*YOUR GOAL:* In the listing below, the lines starting with the line with "target | gas cooktop" and going on through the line with "the cabinet door" are to be reproduced exactly, and only those.

*INPUT DATA:*

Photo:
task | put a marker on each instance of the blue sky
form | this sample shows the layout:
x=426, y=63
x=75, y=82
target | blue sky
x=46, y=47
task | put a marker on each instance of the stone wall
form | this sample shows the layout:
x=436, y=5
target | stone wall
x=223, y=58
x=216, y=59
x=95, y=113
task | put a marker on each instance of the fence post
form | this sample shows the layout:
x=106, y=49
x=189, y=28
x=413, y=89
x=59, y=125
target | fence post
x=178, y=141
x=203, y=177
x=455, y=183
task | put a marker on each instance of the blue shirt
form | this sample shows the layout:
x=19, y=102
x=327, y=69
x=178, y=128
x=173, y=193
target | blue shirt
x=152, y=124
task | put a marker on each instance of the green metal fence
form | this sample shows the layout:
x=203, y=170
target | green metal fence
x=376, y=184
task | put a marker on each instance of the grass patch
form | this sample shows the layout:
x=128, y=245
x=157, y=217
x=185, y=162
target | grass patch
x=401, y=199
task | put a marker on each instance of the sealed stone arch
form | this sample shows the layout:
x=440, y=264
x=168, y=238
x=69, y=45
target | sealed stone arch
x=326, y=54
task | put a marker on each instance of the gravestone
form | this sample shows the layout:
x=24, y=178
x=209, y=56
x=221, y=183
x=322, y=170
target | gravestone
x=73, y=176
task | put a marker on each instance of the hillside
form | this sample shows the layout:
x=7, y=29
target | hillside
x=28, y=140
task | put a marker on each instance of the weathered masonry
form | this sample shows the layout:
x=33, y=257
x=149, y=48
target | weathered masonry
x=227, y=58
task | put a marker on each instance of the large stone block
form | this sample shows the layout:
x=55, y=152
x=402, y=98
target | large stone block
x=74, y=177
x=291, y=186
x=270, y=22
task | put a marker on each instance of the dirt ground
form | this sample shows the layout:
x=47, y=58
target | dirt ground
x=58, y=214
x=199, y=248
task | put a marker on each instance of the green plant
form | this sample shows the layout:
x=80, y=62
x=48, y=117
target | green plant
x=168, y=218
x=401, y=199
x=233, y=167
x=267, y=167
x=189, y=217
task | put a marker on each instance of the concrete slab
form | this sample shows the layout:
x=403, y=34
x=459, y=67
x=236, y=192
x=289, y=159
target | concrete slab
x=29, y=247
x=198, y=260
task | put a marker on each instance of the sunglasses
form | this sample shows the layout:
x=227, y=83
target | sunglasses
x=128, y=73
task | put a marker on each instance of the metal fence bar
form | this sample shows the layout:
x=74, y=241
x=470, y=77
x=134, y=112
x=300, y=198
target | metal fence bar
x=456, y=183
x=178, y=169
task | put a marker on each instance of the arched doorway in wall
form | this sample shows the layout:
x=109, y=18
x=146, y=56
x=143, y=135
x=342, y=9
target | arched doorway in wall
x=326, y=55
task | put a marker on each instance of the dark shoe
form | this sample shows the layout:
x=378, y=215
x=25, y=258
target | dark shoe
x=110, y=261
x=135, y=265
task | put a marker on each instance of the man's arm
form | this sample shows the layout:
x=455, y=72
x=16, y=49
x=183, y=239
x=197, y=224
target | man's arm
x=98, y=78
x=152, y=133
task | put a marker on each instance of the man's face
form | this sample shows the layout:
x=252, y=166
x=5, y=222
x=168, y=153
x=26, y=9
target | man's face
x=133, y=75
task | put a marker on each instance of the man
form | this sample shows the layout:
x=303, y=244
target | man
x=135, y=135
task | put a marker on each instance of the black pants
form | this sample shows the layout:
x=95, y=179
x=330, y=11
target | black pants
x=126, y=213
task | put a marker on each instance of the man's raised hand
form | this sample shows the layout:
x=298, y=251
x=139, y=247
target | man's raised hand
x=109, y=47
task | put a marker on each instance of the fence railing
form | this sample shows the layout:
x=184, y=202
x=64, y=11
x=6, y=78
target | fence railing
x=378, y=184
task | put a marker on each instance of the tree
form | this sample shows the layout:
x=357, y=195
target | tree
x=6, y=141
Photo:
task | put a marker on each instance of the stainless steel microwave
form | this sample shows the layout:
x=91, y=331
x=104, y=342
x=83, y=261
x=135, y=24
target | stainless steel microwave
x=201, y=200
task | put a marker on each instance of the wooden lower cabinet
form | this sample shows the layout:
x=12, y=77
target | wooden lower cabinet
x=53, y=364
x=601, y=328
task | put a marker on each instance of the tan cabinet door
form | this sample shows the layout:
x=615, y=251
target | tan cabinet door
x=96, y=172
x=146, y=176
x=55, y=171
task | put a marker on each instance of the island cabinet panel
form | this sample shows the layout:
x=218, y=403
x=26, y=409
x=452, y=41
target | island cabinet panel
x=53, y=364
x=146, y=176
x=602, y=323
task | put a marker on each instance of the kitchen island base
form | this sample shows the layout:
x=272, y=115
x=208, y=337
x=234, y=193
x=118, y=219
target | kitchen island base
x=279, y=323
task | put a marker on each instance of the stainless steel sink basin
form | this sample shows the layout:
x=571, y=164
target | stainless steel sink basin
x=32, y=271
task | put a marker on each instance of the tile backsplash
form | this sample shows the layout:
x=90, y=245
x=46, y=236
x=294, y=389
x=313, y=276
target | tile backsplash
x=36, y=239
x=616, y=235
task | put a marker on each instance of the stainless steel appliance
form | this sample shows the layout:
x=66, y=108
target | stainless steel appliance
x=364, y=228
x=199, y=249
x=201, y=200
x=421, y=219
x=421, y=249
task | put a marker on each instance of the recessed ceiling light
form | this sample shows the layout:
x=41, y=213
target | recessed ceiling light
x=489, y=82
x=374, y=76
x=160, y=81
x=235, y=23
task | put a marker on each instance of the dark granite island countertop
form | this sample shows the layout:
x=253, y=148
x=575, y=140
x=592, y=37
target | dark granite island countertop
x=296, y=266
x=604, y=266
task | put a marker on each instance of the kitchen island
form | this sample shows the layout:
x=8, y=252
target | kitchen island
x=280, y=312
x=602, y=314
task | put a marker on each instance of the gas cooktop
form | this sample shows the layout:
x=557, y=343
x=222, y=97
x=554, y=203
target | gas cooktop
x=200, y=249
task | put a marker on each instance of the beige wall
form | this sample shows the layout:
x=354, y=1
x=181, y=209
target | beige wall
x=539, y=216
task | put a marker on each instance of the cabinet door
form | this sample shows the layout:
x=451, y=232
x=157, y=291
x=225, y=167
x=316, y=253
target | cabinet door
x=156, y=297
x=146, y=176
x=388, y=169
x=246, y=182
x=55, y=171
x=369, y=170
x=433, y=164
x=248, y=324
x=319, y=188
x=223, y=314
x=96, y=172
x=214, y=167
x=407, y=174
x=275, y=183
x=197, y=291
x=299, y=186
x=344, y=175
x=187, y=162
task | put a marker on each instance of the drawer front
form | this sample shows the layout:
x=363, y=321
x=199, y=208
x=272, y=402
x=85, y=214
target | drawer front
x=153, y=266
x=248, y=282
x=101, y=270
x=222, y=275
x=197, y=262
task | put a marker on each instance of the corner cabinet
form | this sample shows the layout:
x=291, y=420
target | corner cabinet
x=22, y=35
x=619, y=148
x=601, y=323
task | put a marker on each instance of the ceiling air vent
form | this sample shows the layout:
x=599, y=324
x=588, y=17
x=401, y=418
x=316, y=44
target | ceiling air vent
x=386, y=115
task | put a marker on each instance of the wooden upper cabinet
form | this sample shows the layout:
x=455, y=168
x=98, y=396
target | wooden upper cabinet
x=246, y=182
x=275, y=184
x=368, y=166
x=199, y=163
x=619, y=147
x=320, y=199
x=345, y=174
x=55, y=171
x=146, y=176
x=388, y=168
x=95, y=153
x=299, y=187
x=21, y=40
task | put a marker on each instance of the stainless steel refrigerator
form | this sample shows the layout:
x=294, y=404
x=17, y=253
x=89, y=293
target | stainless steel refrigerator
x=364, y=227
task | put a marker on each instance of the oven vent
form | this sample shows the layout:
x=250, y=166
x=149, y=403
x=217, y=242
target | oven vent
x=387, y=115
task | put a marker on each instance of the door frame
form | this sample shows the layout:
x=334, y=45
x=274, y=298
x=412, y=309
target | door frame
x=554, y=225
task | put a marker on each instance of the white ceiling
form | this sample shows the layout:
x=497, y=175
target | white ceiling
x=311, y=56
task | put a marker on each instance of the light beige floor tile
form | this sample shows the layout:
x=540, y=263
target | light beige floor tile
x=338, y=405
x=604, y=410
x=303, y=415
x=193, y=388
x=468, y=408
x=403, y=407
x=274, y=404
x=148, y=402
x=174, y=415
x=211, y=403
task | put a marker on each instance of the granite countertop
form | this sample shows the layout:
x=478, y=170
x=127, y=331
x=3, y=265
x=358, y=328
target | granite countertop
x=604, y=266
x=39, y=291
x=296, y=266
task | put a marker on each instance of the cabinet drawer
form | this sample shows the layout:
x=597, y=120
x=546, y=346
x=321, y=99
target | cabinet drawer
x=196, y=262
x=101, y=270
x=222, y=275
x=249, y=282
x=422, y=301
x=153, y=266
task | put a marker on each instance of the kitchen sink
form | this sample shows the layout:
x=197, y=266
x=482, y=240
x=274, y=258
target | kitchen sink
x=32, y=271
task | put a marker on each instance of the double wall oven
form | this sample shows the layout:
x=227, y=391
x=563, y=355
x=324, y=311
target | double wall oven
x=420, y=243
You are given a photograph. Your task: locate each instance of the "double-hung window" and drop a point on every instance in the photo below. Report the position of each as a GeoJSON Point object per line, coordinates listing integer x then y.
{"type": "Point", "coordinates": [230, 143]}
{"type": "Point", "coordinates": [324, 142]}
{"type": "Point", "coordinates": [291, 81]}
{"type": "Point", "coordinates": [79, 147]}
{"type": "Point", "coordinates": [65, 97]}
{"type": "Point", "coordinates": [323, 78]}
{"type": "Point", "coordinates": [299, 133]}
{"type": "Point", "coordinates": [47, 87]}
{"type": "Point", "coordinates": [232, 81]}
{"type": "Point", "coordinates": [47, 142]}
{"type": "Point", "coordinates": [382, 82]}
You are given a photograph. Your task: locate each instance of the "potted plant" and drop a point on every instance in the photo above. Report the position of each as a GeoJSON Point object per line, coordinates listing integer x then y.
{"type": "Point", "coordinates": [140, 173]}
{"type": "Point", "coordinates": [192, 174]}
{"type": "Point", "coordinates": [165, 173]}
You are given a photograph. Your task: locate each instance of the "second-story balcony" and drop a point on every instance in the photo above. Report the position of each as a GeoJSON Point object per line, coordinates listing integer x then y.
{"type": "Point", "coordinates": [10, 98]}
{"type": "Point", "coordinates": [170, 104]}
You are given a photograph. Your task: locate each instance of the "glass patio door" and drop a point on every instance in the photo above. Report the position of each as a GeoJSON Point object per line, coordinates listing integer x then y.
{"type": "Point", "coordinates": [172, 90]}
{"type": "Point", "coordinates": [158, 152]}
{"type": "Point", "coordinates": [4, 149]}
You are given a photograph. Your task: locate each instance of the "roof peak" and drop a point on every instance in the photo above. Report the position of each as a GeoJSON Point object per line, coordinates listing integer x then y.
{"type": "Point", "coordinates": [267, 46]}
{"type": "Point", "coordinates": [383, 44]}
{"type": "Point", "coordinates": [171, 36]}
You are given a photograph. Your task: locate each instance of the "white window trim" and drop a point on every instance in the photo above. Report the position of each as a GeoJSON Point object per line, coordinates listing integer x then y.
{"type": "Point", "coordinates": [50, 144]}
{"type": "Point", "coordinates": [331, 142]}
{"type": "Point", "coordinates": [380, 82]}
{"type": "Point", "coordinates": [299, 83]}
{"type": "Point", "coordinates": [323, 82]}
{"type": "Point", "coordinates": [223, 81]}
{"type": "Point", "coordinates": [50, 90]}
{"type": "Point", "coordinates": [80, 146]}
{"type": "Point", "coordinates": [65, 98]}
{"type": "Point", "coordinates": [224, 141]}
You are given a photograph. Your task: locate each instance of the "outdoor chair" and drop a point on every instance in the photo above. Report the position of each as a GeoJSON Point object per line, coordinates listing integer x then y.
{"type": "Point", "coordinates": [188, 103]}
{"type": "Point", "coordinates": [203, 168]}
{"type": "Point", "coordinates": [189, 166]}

*RESULT OF THE TASK:*
target | gas cooktop
x=200, y=249
task | put a marker on each instance of the beige wall
form | this sample shows the layout:
x=354, y=1
x=181, y=209
target | beige wall
x=539, y=216
task | put a marker on each instance of the cabinet door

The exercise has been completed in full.